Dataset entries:
+===+
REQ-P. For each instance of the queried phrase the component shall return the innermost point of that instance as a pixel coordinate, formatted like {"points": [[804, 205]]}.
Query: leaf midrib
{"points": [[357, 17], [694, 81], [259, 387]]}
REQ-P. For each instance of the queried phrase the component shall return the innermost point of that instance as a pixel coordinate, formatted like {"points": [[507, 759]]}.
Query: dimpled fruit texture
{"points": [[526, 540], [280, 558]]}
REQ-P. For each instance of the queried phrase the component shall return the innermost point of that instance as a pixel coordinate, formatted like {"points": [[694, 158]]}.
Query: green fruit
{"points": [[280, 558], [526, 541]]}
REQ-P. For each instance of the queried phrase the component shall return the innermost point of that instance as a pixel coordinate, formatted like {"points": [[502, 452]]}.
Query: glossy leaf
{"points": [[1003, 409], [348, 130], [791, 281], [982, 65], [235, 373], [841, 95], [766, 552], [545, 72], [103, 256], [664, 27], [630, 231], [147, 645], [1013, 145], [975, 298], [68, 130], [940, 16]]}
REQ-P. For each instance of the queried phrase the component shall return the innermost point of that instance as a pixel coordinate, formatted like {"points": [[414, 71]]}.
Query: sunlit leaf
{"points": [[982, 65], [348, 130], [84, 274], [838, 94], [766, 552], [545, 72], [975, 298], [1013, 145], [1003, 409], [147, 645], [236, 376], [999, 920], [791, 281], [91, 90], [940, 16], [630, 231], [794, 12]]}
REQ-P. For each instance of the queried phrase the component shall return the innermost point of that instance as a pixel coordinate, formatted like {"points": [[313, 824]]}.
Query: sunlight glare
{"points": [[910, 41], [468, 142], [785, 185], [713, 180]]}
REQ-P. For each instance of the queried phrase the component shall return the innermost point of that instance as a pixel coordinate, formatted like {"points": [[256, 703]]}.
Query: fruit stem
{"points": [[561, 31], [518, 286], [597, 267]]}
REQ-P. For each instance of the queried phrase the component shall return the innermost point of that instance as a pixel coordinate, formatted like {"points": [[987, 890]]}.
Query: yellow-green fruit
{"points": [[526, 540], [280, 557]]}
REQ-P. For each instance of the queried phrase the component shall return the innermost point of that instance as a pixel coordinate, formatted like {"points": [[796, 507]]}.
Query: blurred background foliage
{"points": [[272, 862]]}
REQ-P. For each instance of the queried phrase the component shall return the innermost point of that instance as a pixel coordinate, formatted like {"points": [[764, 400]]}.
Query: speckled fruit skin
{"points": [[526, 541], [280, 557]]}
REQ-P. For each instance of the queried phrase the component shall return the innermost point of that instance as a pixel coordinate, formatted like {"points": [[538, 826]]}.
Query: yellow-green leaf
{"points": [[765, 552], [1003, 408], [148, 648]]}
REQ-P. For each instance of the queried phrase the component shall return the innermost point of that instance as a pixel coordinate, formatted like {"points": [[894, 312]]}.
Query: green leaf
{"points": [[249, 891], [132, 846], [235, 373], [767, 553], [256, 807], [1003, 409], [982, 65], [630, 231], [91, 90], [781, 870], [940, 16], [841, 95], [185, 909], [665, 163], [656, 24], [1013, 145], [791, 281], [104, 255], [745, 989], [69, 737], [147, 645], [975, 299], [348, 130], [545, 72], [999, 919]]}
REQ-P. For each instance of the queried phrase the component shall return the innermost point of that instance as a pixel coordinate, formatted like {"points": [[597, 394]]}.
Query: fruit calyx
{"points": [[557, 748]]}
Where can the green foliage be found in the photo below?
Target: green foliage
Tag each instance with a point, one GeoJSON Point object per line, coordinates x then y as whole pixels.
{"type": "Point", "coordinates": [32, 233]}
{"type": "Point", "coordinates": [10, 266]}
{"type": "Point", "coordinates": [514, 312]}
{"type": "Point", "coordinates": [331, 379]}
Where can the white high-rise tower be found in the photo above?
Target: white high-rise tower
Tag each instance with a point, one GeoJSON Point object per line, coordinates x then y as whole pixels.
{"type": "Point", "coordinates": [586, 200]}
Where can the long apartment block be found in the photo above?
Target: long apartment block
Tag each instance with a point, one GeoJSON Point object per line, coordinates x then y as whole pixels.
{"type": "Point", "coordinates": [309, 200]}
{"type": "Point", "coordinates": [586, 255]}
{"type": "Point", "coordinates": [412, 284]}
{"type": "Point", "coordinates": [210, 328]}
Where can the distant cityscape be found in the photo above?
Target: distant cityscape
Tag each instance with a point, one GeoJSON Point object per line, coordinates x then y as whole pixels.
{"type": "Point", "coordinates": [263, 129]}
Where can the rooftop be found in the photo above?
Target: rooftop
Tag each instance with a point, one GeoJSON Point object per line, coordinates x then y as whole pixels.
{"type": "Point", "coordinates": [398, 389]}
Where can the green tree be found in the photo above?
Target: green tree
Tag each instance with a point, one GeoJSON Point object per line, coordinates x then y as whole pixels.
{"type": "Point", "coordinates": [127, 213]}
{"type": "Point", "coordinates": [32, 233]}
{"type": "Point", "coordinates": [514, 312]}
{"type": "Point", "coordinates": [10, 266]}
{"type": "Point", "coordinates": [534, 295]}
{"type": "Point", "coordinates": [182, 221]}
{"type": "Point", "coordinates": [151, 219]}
+===+
Task item: Once you find the line with "Where can the green foliage" in the entries above, output it and each line after it up to and including the line with "Target: white high-rise tower", and nothing else.

Your response:
Where can the green foliage be found in the photo below?
Target: green foliage
Tag each instance with a point, one GeoJSON Point object per line, coordinates x then y as whole pixels.
{"type": "Point", "coordinates": [32, 233]}
{"type": "Point", "coordinates": [10, 266]}
{"type": "Point", "coordinates": [514, 312]}
{"type": "Point", "coordinates": [331, 379]}
Where can the white high-rise tower be found in the photo above?
Target: white high-rise tower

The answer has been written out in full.